The Elegant Universe (38 page)

But then, in 1991 the Norwegian physicist Andy Lütken together with Paul Aspinwall, a graduate-school classmate of mine from Oxford and now a professor at Duke University, asked themselves what proved to be a very interesting question: If the spatial fabric of the Calabi-Yau portion of our universe were to undergo a space-tearing flop transition, what would it look like from the perspective of the mirror Calabi-Yau space? To understand the motivation for this question, you must recall that the physics emerging from either member of a mirror pair of Calabi-Yau shapes (if selected for the extra dimensions) is identical, but the complexity of the mathematics that a physicist must employ to extract the physics can differ significantly between the two. Aspinwall and Lütken speculated that the mathematically complicated flop transition of Figures 11.3 and 11.4 might have a far simpler mirror description—one that might give a more transparent view on the associated physics.

At the time of their work, mirror symmetry was not understood at the depth required to answer the question they posed. However, Aspinwall and Lütken noted that there did not seem to be anything in the mirror description that would indicate a disastrous physical consequence associated with the spatial tears of flop transitions. Around the same time, the work Plesser and I had done in finding mirror pairs of Calabi-Yau shapes (see Chapter 10) unexpectedly led us to think about flop transitions as well. It is a well-known mathematical fact that gluing various points together as in Figure 10.4—the procedure we had used to construct mirror pairs—leads to geometrical situations that are identical to the pinch and puncture in Figures 11.3 and 11.4. Physically, though, Plesser and I could find no associated calamity. Moreover, inspired by the observations of Aspinwall and Lütken (as well as a previous paper of theirs with Graham Ross), Plesser and I realized that we could repair the pinch mathematically in two different ways. One way led to the Calabi-Yau shape in Figure 11.3(a) while the other led to that in Figure 11.4(d). This suggested to us that the evolution from Figure 11.3(a) through Figure 11.4(d) was something that could actually occur in nature.

By late 1991, then, at least a few string theorists had a strong feeling that the fabric of space can tear. But no one had the technical facility to definitively establish or refute this striking possibility.

== Dataset excerpts ==
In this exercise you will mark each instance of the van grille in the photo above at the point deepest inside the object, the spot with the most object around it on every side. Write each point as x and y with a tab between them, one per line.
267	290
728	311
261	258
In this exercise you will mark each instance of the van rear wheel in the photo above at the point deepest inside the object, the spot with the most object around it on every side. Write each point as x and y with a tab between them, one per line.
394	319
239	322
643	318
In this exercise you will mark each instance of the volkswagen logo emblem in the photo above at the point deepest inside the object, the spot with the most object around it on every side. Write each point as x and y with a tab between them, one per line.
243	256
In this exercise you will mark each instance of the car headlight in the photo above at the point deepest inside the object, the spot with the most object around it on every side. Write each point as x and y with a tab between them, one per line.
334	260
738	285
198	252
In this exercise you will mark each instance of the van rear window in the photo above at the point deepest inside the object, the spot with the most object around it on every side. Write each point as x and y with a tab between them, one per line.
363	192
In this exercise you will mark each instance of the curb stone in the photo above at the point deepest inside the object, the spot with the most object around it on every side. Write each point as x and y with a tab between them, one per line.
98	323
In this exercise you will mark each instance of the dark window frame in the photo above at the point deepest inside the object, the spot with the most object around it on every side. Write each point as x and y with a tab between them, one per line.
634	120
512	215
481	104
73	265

== Required actions ==
#1 According to the passage on flop transitions, at which university was Paul Aspinwall a professor?
#2 Reproduce the passage on flop transitions word for word, starting with "By late 1991, then, at" and going on through "this striking possibility.".
#3 Name every person the passage on flop transitions mentions by name.

== Exercise answers ==
#1 Duke University.

#2
By late 1991, then, at least a few string theorists had a strong feeling that the fabric of space can tear. But no one had the technical facility to definitively establish or refute this striking possibility.

#3 Andy Lütken, Paul Aspinwall, Plesser, Graham Ross